• [MISE EN PRATIQUE]
A - Comptez les lignes des entrées qui contiennent le mot « rough », en respectant la casse. Donnez seulement ce nombre.
B - Poursuivez le message de forum sur la nature humaine après sa dernière phrase.

Salut,
J-F a écrit :Je ne sais pas. C'est l'hypothèse la plus plausible, et celle que je privilégie. Mais si les changements génétiques concernent le développement du cerveau - avec des répercussions sur les capacités cognitives -, cela ne laissera pas forcément de traces anatomiques. J'en doute mais c'est une hypothèse qui pourrait peut-être être vérifiée (par l'étude de l'ADN de mommies, par exemple).
On est d'accord, mais j'ai moins de doutes que toi : je pense que la population d'homo sapiens était déjà trop importante il y a 12 000 ans pour qu'une mutation significative ait pu se transmettre à toute la population. Je dois être trop "gouldien" peut-être, mais le dernier "équilibre ponctué" pour notre espèce était il y a environ 150 000 ans, et çà s'est produit comme toujours sur une population réduite.
Depuis j'imagine plutôt une stagnation, même au niveau du pool génétique. En tout cas pour ce qui concerne le cerveau et ses capacités. Les hommes ont vécu quelques modifications mineures (la couleur de peau par exemple, selon les zones géographiques), mais ils ont tous les mêmes capacités intellectuelles "supérieures" aux animaux (suicide, "conscience", etc.).
Donc on peut supposer que la nature de l'homme est devenu ce qu'elle est au tout début de l'apparition de l'espèce.
Pour revenir au sujet maintenant, voyons la position que je critiquais.
Voici un très beau schéma, réalisé par un professionnel (Antoine, 6 ans).
En blanc, ce qu'on appelle la "nature humaine", et en bleu ce qu'on appelle la "nature animale".
On ne peut pas faire mieux comme dichotomie, et comme son nom l'indique, les deux entités sont bien distinctement présentées. Ici, on est par exemple dans le cas des représentations religieuses de la nature de l'homme (le seul à avoir une âme immortelle, donc une nature radicalement différente).

• [ENTRÉES FOURNIES]

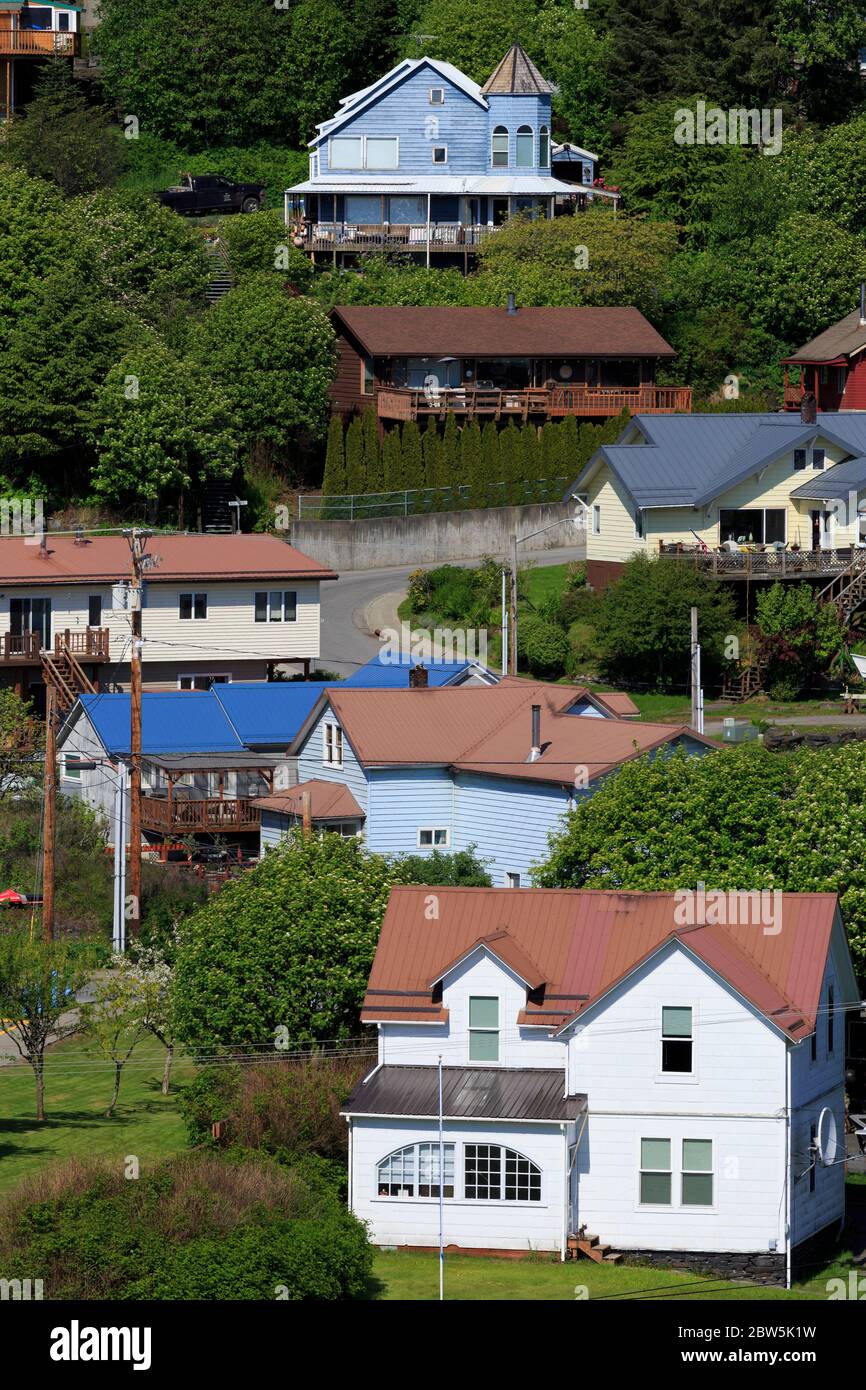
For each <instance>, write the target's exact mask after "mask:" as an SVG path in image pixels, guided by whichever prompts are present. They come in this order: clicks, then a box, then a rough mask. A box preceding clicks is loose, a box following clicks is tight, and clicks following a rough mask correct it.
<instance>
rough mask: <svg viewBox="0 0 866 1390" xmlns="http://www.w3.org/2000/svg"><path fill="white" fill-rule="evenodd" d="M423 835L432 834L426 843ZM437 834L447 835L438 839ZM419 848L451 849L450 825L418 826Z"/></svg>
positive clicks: (445, 835) (438, 834) (420, 848)
mask: <svg viewBox="0 0 866 1390" xmlns="http://www.w3.org/2000/svg"><path fill="white" fill-rule="evenodd" d="M421 835H430V841H428V842H427V844H425V842H424V841H423V840H421ZM436 835H445V840H436ZM416 848H417V849H449V848H450V826H418V833H417V838H416Z"/></svg>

• [RÉPONSES PAR TÂCHE]
A - 2

B -
Effectivement, il me semble aussi que le terme de dichotomie est assez malheureux dans l'article, et un gars comme Cyrille Barrette ne peut pas avoir cette vision (à moins qu'il ne soit devenu pasteur entre deux conférences sceptiques

). En plus, il ne s'exprimait pas lors d'une conférence, mais dans une interview donc le terme n'était sans doute pas adapté, rien de plus.
Maintenant, Antoine reprend ses crayons et voici ma position :
Pour moi, la nature humaine est une nature animale, par définition (puisque l'homme est un animal). De plus, rien dans son comportement ou son mode de vie ne me fait penser que l'homme aurait vraiment dépassé le cadre de l'animalité. Je le crois encore pleinement guidé par ses instincts, bien que je lui concède une capacité de conceptualisation bien supérieure à tous les autres animaux. Comme je reconnais à l'éléphant une trompe plus grande, ou au tigre ses griffes puissantes.
Tennyson : In Memoriam (56 fragment) 1850 a écrit :
... [ Man ] trusted God was love indeed
And love Creation's final law--
Tho' Nature, red in tooth and claw
With ravine, shriek'd against his creed--
Maintenant, la position que tu sembles défendre, et qui en toute vraisemblance est celle de Barrette aussi :
En rouge, c'est la zone dont tu parles où il "transcende ses instincts".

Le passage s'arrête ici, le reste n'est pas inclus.